- **Goal**:
Output the stretch of the entries below that begins with the line containing "Where can you see the distant" and ends with the line containing "143], [21, 105]]", both lines included, as a JSON list of strings with one string per line and blank lines omitted.

- **Input for this task**:
* * *
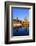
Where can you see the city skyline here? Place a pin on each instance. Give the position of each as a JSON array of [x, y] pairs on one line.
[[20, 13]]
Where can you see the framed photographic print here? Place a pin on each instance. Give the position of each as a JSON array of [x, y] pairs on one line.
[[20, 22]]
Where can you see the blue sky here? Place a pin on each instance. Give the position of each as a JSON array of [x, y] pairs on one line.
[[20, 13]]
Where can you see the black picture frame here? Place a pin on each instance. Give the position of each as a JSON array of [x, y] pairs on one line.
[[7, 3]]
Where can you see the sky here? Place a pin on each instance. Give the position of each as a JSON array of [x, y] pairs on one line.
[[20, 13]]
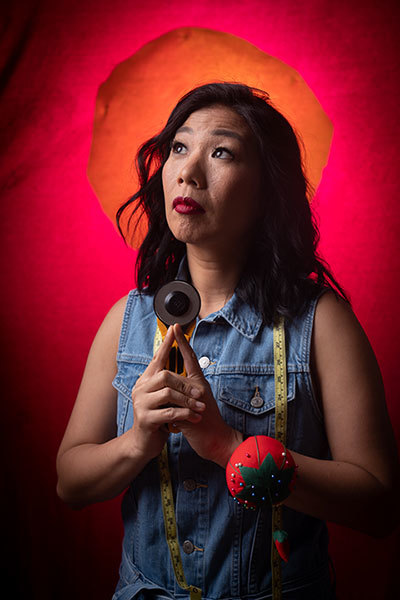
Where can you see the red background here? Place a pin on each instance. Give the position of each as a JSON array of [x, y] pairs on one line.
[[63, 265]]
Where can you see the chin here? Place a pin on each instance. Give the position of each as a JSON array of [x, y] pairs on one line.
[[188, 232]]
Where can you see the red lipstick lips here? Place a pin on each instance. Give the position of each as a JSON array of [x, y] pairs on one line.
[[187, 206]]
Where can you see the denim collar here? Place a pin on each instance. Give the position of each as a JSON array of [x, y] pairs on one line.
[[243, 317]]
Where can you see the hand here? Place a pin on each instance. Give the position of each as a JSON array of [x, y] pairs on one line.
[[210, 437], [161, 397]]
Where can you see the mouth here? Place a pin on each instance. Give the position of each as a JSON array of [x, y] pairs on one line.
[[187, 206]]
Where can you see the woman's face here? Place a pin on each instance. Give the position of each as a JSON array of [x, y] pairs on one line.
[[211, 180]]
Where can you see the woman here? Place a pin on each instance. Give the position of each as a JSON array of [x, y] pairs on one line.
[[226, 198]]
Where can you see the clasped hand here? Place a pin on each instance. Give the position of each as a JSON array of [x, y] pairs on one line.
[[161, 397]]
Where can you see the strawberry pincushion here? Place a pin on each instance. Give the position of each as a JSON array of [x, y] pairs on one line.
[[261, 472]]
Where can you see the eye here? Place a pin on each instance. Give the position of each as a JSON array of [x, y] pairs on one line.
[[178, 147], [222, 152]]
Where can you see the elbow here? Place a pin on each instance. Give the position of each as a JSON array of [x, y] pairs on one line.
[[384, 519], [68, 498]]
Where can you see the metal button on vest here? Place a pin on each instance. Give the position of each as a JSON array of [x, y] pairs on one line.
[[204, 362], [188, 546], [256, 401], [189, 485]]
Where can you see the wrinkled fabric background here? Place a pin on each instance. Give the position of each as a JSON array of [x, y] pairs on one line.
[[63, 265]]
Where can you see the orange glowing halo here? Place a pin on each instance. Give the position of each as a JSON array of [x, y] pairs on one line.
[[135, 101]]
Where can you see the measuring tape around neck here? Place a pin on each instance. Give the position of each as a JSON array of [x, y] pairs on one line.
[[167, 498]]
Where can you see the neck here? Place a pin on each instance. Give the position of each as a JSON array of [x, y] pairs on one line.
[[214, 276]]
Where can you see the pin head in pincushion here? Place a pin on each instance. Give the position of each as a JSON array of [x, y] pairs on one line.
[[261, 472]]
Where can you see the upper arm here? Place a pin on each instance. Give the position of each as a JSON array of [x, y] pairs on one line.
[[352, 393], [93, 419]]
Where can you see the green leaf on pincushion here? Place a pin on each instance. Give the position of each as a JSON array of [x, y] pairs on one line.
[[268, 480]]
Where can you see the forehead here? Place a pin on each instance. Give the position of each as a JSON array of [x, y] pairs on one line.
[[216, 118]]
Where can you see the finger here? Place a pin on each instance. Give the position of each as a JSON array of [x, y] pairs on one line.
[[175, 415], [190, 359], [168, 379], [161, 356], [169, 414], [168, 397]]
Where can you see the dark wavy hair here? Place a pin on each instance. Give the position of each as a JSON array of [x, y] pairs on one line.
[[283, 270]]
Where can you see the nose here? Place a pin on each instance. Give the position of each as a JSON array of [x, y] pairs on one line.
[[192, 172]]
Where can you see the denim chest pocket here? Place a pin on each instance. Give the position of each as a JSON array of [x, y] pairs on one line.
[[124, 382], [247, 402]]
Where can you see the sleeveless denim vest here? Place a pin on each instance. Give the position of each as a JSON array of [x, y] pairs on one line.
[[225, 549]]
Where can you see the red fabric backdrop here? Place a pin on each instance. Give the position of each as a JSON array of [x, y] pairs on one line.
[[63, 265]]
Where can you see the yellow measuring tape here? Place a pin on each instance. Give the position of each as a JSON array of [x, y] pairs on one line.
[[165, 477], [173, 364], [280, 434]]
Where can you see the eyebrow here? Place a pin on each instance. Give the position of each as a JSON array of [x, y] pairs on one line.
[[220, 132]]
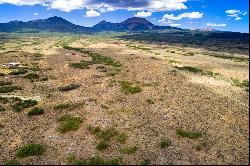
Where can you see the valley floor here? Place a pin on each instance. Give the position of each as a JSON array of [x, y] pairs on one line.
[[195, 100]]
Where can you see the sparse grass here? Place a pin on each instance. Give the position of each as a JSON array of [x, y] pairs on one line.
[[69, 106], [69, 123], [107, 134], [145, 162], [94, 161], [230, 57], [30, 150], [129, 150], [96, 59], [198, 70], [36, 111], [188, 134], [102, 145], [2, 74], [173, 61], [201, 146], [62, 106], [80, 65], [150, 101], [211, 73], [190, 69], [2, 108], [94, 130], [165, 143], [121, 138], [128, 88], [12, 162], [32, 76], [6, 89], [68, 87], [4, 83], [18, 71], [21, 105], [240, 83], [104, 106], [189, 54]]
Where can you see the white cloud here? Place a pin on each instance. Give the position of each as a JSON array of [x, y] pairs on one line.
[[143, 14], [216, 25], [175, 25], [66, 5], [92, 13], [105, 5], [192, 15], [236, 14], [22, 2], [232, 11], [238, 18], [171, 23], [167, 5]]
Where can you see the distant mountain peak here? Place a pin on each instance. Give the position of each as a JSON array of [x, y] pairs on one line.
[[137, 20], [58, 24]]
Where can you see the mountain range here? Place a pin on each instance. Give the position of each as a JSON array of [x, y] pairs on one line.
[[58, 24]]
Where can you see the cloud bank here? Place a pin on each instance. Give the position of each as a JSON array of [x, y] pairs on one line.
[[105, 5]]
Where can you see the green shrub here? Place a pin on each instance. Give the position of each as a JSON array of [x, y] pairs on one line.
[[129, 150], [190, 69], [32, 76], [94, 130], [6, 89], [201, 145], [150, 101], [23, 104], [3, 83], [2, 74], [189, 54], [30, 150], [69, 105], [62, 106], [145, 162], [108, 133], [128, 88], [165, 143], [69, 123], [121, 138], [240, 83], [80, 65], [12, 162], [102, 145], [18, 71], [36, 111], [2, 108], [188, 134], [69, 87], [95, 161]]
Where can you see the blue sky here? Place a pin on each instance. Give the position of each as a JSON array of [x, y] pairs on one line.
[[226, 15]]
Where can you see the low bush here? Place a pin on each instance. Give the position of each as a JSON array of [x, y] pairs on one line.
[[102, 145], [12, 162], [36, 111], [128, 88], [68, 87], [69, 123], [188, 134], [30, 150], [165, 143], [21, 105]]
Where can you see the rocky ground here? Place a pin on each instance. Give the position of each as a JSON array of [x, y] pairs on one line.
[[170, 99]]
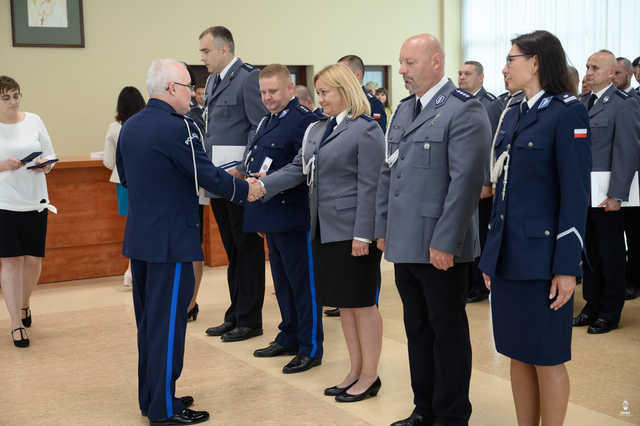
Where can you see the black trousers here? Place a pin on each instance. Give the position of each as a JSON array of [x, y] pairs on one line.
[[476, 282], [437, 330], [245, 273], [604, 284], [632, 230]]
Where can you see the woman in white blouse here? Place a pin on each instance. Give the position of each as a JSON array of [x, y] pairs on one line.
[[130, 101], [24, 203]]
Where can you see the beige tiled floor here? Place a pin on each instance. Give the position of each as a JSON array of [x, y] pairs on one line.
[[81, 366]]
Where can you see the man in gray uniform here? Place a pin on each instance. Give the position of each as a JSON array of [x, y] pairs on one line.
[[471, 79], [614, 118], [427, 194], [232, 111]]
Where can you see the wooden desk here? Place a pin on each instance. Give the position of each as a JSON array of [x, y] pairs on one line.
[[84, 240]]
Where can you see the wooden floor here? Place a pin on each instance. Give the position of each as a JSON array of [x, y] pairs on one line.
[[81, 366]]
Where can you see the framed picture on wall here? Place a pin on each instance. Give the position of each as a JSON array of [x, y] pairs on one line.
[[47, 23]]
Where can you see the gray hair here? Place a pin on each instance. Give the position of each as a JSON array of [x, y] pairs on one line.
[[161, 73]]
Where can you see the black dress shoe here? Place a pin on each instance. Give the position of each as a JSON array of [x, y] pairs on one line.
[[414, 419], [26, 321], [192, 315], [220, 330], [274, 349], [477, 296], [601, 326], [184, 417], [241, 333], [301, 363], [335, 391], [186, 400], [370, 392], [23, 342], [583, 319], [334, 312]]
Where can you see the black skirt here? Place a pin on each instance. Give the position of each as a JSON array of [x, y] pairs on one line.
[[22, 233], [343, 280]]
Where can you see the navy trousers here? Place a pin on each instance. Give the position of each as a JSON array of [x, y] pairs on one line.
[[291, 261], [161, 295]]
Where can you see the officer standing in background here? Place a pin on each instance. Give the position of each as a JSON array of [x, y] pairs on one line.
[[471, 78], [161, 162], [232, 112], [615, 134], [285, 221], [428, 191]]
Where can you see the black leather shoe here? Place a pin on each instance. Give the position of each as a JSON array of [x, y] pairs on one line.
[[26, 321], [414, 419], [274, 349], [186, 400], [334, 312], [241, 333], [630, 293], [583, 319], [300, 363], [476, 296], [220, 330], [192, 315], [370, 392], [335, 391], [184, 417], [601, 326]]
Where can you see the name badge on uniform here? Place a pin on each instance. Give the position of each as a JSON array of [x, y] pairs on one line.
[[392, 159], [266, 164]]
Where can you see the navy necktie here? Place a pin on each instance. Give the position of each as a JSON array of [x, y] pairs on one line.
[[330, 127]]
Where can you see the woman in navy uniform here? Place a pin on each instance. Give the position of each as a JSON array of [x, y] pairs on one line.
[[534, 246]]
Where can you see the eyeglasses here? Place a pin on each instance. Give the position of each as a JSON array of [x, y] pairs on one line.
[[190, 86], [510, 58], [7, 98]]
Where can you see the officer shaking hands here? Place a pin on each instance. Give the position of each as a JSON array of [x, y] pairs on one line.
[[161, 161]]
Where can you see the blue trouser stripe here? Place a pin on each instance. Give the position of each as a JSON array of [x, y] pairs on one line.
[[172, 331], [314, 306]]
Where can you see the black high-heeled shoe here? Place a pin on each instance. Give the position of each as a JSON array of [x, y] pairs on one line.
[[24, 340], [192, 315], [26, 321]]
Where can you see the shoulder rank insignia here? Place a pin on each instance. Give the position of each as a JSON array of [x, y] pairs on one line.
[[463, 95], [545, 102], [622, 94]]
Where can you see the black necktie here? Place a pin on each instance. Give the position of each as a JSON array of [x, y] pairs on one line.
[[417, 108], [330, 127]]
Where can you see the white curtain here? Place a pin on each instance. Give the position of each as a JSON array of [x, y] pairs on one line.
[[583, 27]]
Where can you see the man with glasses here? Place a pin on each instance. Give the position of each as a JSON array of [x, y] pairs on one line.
* * *
- **Written reply**:
[
  "Where can you see the distant mountain peak here? Place a pin on each instance. Give the position of each as a JSON array of [x, y] pairs on one line.",
  "[[137, 20], [58, 24]]",
  "Where can you see the mountain range here? Place a pin on each instance. Give the position of each as a JSON array of [x, y] pairs on one line.",
  "[[58, 24]]",
  "Where can you see the cloud bank here? Place a pin on each instance. Give the position of each as a JSON array of [x, y] pairs on one line.",
  "[[105, 5]]",
  "Where can you see the green shrub here? Place a pin on each instance. Give the position of each as a JSON array of [x, y] pairs on one line.",
  "[[129, 150], [190, 69], [32, 76], [94, 130], [6, 89], [201, 145], [150, 101], [23, 104], [3, 83], [2, 74], [189, 54], [30, 150], [69, 105], [62, 106], [145, 162], [108, 133], [128, 88], [165, 143], [69, 123], [121, 138], [240, 83], [80, 65], [12, 162], [102, 145], [18, 71], [36, 111], [2, 108], [188, 134], [69, 87], [95, 161]]",
  "Where can you see the blue sky here? Place a pin on each instance. Give the position of each as a JSON array of [x, y] pairs on one line.",
  "[[226, 15]]",
  "Where can you see the low bush here? Place a pin on each instance. Give the position of each as a JSON array of [x, y] pairs on one line.",
  "[[102, 145], [12, 162], [36, 111], [128, 88], [68, 87], [69, 123], [188, 134], [30, 150], [165, 143], [21, 105]]"
]